▸ **Arbeitsaufträge**
#1 Mit welchem Ort ist Santo Stefano laut dem Textauszug nahezu übergangslos verwachsen?
#2 Nennen Sie alle Obstsorten, die der Obst-Lastwagen im Textauszug über Santo Stefano per Lautsprecher anpreist.
#3 Führen Sie den Textauszug über den Samstag in Santo Stefano im Anschluss an seinen letzten Satz weiter.

Dienstag, 9. Juli 2013

Der Grillmeister

Die Zweitbeste und ich exponieren unsere aus der Form geratenen Körper ja nicht mehr allzu gern am Strand. Und wenn, dann warten wir bis Ende September die ganzen jungen und schönen Menschen verschwunden und die Strände vereinzelt mit unseresgleichen belegt sind. Was uns dennoch jetzt an einem Samstag nach Santo Stefano zieht, hat mehr etwas mit Nostalgie zu tun.

In den vergangenen anderthalb Jahrzehnten hat sich in dem Küstenort, der nahezu übergangslos mit Riva Ligure verwachsen ist, eine Menge getan – abgesehen davon, dass der Rad-Fernwanderweg auch hier vorbei führt. Aus der zerklüfteten, felsigen Ufer-Anlage ist nach und nach durch Verbauungen ein Strandparadies mit Flachwasser-Zonen für die Kleinen und Sandstränden mit Sperrmolen geworden. So sehr sich der Ort auch verändert haben mag, das Publikum ist gleich geblieben. Wenn wir in unserem dortigen Lieblingsrestaurant sitzen, das eine über den Strand gebaute Terrasse hat, tauchen wir ein in eine Atmosphäre, mit der uns die Dolce-Vita-Filme in den 1950ern süchtig nach Italien gemacht haben:

Ein vorbei fahrender Obst-Lastwagen preist über einen alles übertönenden Lautsprecher an, dass er Pfirsiche, Erdbeeren und Melonen in Steigen für nur fünf Euro an die Strandbrutzler verhökert. Gerade erblühende Mädchen schlecken auf der Promenade mit dem Hintern wackelnd an riesigen Eistüten und unüberschaubare Familien-Verbände schwappen mit Gummi-Srandgetier, Schlauchbooten und sonstigen Utensilien wie die Gezeiten zur Mittagszeit hinauf in die Quartiere und dann nach der reposa wieder runter.

▸ **Vorliegendes Material**
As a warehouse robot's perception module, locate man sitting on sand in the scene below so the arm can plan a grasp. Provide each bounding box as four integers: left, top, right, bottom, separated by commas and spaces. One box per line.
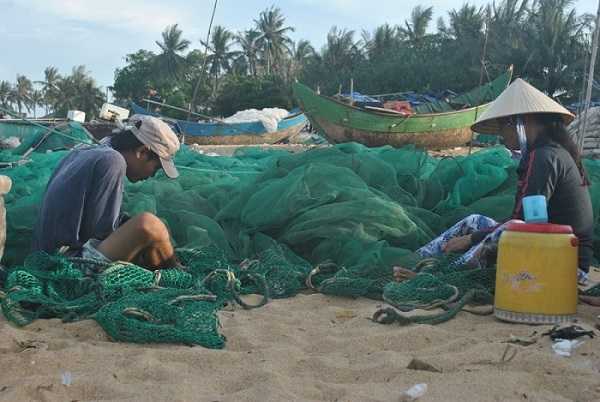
33, 115, 179, 269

▸ **Lösungen**
#1 Mit Riva Ligure.

#2 Pfirsiche, Erdbeeren, Melonen

#3
Ein Restaurant in dieser Lage muss ein Bomben-Geschäft sein. Dennoch hat wieder einmal der Besitzer gewechselt. Jetzt wird es vom Italienischen Pizza-Meister 2011 geführt, der auch Fixpreis-Menüs rund um seine Ofen-Kreationen anbietet. Die Befürchtung, dass darunter die Qualität gelitten haben könnte,  war jedoch unbegründet. Der Pizzamann und sein Grillmeister verstehen ihr Handwerk, und das zu Preisen (in der Hochsaison!), die wegen der Riesenportionen mehr als reell sind...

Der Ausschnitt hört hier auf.